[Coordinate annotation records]
◇ ◇ ◇ ◇
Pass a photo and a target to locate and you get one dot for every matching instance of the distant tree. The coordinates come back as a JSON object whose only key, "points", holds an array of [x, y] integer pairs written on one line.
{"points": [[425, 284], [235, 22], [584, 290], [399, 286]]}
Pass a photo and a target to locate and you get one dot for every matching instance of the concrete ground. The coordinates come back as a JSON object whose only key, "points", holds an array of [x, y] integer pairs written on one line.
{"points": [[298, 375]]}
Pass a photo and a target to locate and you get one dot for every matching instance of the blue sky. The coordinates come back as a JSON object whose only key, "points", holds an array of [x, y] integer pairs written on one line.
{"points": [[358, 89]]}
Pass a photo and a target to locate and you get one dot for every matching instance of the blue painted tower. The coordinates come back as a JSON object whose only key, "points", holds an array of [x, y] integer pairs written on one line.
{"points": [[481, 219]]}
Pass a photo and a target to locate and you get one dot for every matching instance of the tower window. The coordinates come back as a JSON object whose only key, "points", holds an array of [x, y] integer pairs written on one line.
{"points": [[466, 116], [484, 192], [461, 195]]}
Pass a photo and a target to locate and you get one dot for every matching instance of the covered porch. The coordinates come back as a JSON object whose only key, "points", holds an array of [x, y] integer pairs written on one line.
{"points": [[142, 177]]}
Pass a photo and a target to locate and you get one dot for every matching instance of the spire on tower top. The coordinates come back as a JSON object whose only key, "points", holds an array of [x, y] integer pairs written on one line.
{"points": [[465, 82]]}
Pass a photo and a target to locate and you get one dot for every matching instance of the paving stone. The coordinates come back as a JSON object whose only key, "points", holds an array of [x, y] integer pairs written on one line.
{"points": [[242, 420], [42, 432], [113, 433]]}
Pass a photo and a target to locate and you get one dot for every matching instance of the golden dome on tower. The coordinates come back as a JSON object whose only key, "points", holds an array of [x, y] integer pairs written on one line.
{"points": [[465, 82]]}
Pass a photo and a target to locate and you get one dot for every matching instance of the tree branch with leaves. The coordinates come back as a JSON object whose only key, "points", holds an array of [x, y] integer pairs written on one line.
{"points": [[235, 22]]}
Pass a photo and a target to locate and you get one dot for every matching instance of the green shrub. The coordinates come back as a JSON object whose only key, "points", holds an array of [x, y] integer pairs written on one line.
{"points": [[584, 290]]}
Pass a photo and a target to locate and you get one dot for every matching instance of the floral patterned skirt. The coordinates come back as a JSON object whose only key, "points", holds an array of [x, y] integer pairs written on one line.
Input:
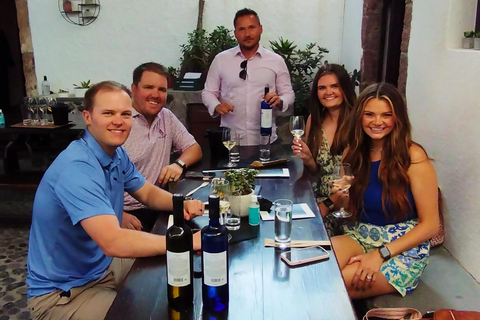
{"points": [[402, 271]]}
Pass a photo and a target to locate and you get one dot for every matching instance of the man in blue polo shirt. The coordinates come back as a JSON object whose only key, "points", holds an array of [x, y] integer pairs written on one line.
{"points": [[76, 242]]}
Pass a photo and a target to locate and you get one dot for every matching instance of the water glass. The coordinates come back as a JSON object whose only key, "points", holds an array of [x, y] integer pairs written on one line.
{"points": [[264, 148], [283, 222]]}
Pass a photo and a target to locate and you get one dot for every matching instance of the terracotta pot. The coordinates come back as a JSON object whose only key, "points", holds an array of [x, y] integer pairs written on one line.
◇ ◇ ◇ ◇
- **Task requirements**
Lay out all the lines above as a JSON list of strings, one string per line, with blank lines dropped and the pictures left out.

- **Response to this task**
[
  "Pass a photo and a target to locate and you get one dot for every matching instance of the distant tree. The coordinates come back as a JSON object whose only key, \"points\", holds an array of [x, y] integer pairs written on one line.",
  "{\"points\": [[425, 284], [235, 22], [584, 290], [399, 286]]}",
  "Pass a photo and a target to locate and you get one dot for every matching instance of the concrete ground. The coordinates come back as a JSON object whose only key, \"points\", holds an array of [x, y] integer pairs written on one line.",
  "{\"points\": [[298, 375]]}",
  "Pass a photo and a target to locate and you get one dot for every matching instance of the blue sky. The coordinates come back as a JSON object whose only key, \"points\", holds an array of [x, y] integer pairs written on one line.",
  "{\"points\": [[358, 89]]}",
  "Pass a photo and a target to locate and you get one dot for every matching instance of the blue painted tower. The coordinates come back as a JSON object whose only key, \"points\", holds an array of [x, y] integer pairs written on one line.",
  "{\"points\": [[481, 219]]}",
  "Pass a photo and a target to locate and you get one dot for every matching instance of the tower window. The coordinates come back as a JSON object whose only key, \"points\", holds an array of [x, y] integer pairs written on one line.",
  "{\"points\": [[466, 116], [484, 192], [461, 195]]}",
  "Pass a photo and a target to locate and you get one dot for every matching instance of the covered porch. The coordinates come back as a JSON object whose only key, \"points\", holds an array of [x, y] integer pairs written on one line.",
  "{\"points\": [[142, 177]]}",
  "Pass a photo and a target to locate and you get one dot for every matching instance of the spire on tower top. The coordinates come back as a JSON object whose only key, \"points\", holds an array of [x, y] integer pairs written on one line.",
  "{\"points\": [[465, 82]]}",
  "Pass a photo and a target to locate and you get one dot for every matching instance of the paving stone. The coordinates come back as a JSON object whose only key, \"points\", holds an array of [x, y] integer pairs written on one line.",
  "{\"points\": [[242, 420], [42, 432], [113, 433]]}",
  "Pass a photo and a target to locate and you get one dot for every matching instance of the golden dome on tower. The coordinates come back as a JSON object whose only key, \"points\", holds an array of [x, y] integer pairs written on one line.",
  "{\"points\": [[465, 82]]}",
  "Pass a photo and a target to locate and you get one dot for every matching instance of the tree branch with leaves. The coordinates come back as a JSON object whose only key, \"points\", holds an array of [x, y] integer pairs written on one line.",
  "{\"points\": [[235, 22]]}",
  "Pass a photo and a target to locate and you get one dot for every matching instance of the green shrub. The coordinates come back as a JSON object whose only key, \"points\", holds an array of [x, y] integer pairs written on one line.",
  "{\"points\": [[584, 290]]}",
  "Pass a photo and a target to locate and you get one dot for every matching instance of the floral patterned skirt. The coordinates come back as a JSON object whose only key, \"points\", holds an array of [x, y] integer pairs written on one line.",
  "Input:",
  "{\"points\": [[402, 271]]}",
  "Pass a photo and a target to locate and you get one dot for every matching instance of the man in blue polo shirt. The coordinates come back as a JSON object whose only key, \"points\", holds an array of [x, y] integer pairs written on one line.",
  "{\"points\": [[76, 242]]}",
  "Pass a photo and a target to locate and you get one dot for every matching instance of the water glass. The coordinates come back as a JSON object whose only key, \"points\", holds an array of [x, y] integer pairs written on one line.",
  "{\"points\": [[264, 148], [283, 222]]}",
  "Pass a photo and a target to locate and you get one dot for every matching instance of the terracotta pot. The coordinates come back as a JSON object whose only key, \"points\", holds an array of [x, y] integer pairs written on one line."
]